▸ **Directives**:
• a. According to the biographical text, in which city is the regional transmission company TRANSCO CLSG based?
• b. Reproduce verbatim the passage of the biographical text from "Following the Civil" to "and then Economist.".

Mohammed Mulibah Sherif (born 16 April 1975) is the General Manager of regional transmission company TRANSCO CLSG (Côte d'Ivoire, Liberia, Sierra Leone, Guinee) based in Abidjan, Côte d'Ivoire. He is an economist and project management specialist. He is recognized for his role in Liberia’s debt relief through the Heavily Indebted Poor Countries (HIPC) process and also for helping to stabilize the Liberian economy from the effects of a prolonged civil conflict. He is married with five children.

Sherif is former Chief Economist of the Republic of Liberia and is credited for coordinating several project activities that yielded dividends for the implementation of Liberia’s foremost development agenda - Agenda for Transformation. He successfully coordinated activities of the Macro Fiscal Unit at the Ministry of Finance, Republic of Liberia. He is a graduate from the Usmanu Danfodiyo University from 1999 to 2002, where he earned a Bachelor of Arts Degree with concentration in Statistics.

Sherif also provided leadership on several high-level meetings for the Government of Liberia including the West African Monetary Zone (WAMZ), the spring and annual meetings of the World Bank and International Monetary Fund (IMF). He traveled extensively on behalf of the Government of Liberia on several high-level conferences/meetings which brought in financial resources to boost development in the post-conflict country.

Early childhood, education & experience

On April 16, 1975, Mohammed Mulbah Sherif was born in Voinjama, Lofa County, Liberia to the late Mr. and Mrs. Mulibah Sherif. He spent his early childhood years in Yekepa, Nimba County where he also started his formal education at the St. Francis Elementary school and the United Muslim Junior high school.

Following the Civil War in 1990, Mohammed Sherif moved to Monrovia, the Liberian capital and attended the College of West Africa in 1994. He later fled to Nigeria as a result of the outbreak of war on April 6, 1996. While in Nigeria, he attended the Usmanu Danfodiyo University from 1999 to 2002, earning a Bachelor of Arts Degree in Statistics. He moved to Ghana and spent a year before returning to Liberia in 2004, and started work at the Ministry of Finance from 2004 - 2006 as an Administrative Assistant and then Economist.

▸ **Raw records**:
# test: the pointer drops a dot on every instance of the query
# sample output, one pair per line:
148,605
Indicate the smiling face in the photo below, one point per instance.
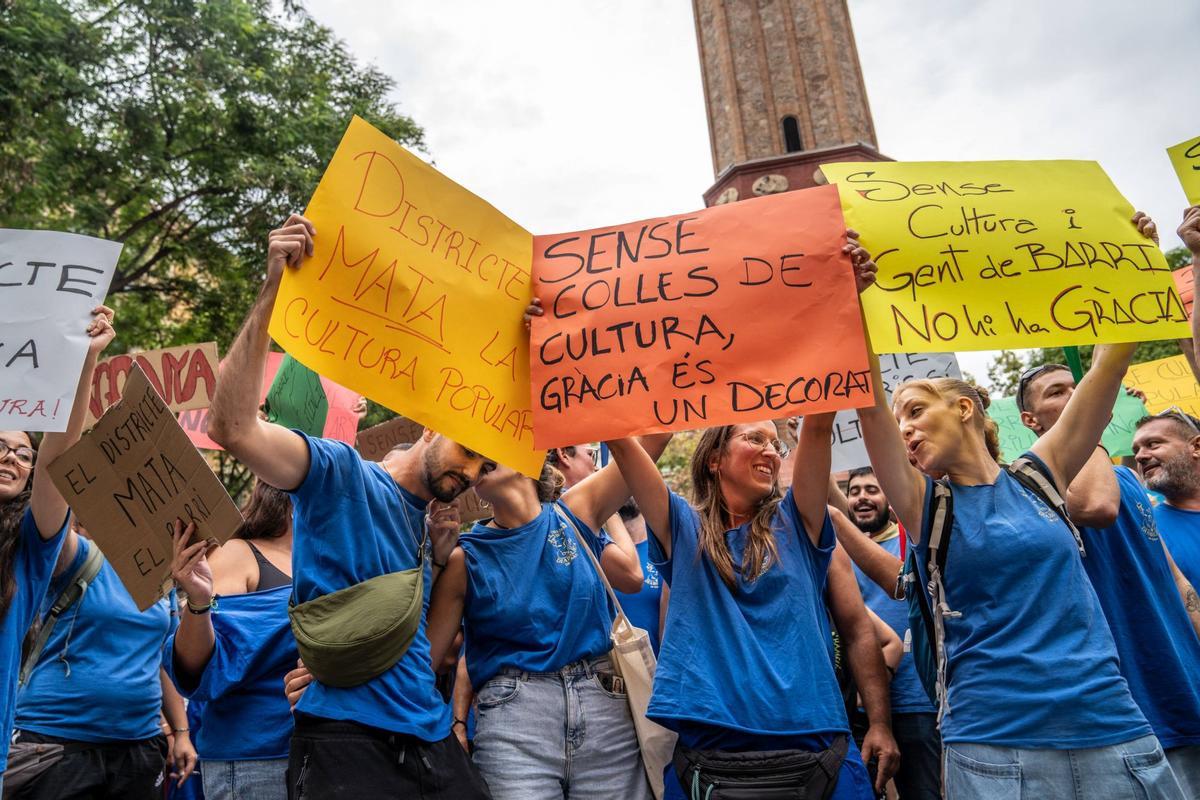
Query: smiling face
15,474
748,465
934,428
868,504
1168,455
449,469
1045,397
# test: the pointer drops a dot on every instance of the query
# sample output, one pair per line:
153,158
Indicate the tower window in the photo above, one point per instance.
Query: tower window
792,134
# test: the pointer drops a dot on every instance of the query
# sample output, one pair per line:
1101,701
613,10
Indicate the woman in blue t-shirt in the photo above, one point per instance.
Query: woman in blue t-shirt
745,669
33,524
552,717
233,648
1036,704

▸ **Responses to the exercise**:
• a. Abidjan, Côte d'Ivoire.

• b.
Following the Civil War in 1990, Mohammed Sherif moved to Monrovia, the Liberian capital and attended the College of West Africa in 1994. He later fled to Nigeria as a result of the outbreak of war on April 6, 1996. While in Nigeria, he attended the Usmanu Danfodiyo University from 1999 to 2002, earning a Bachelor of Arts Degree in Statistics. He moved to Ghana and spent a year before returning to Liberia in 2004, and started work at the Ministry of Finance from 2004 - 2006 as an Administrative Assistant and then Economist.